## Begin TASK INPUT
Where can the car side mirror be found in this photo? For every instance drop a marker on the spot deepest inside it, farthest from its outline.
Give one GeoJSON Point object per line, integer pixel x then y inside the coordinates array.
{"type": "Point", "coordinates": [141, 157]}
## End TASK INPUT
## Begin TASK INPUT
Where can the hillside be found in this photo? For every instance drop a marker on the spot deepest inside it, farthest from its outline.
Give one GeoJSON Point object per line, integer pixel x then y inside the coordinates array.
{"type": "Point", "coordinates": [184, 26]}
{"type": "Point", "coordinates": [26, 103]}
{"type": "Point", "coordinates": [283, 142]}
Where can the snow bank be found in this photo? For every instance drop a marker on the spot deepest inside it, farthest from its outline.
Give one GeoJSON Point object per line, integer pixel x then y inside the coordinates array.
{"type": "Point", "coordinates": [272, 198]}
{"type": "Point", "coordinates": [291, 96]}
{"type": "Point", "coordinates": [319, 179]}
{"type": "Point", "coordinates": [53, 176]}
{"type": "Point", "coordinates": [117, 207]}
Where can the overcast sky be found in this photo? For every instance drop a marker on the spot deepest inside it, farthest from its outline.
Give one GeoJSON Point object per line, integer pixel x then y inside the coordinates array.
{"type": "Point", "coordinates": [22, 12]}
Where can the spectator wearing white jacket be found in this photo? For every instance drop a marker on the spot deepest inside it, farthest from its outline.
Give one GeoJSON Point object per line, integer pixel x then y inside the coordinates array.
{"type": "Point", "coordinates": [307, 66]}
## End TASK INPUT
## Begin TASK INPUT
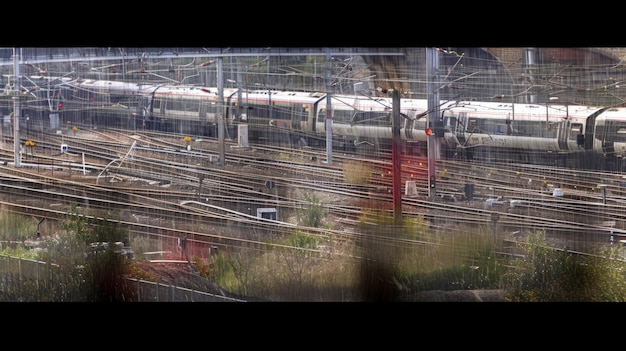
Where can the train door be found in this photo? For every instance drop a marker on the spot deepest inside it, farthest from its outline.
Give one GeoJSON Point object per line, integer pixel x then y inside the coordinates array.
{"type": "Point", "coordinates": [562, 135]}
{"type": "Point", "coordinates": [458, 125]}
## End TASK INPUT
GIVEN REQUEST: List every line of the listing above that contains the word "train", copying each line in full; the match is case-sensitive.

RESPONSE:
Where can the train door be found in this photo? For every instance drop a marker on the spot deepest inside it, farthest from its outline.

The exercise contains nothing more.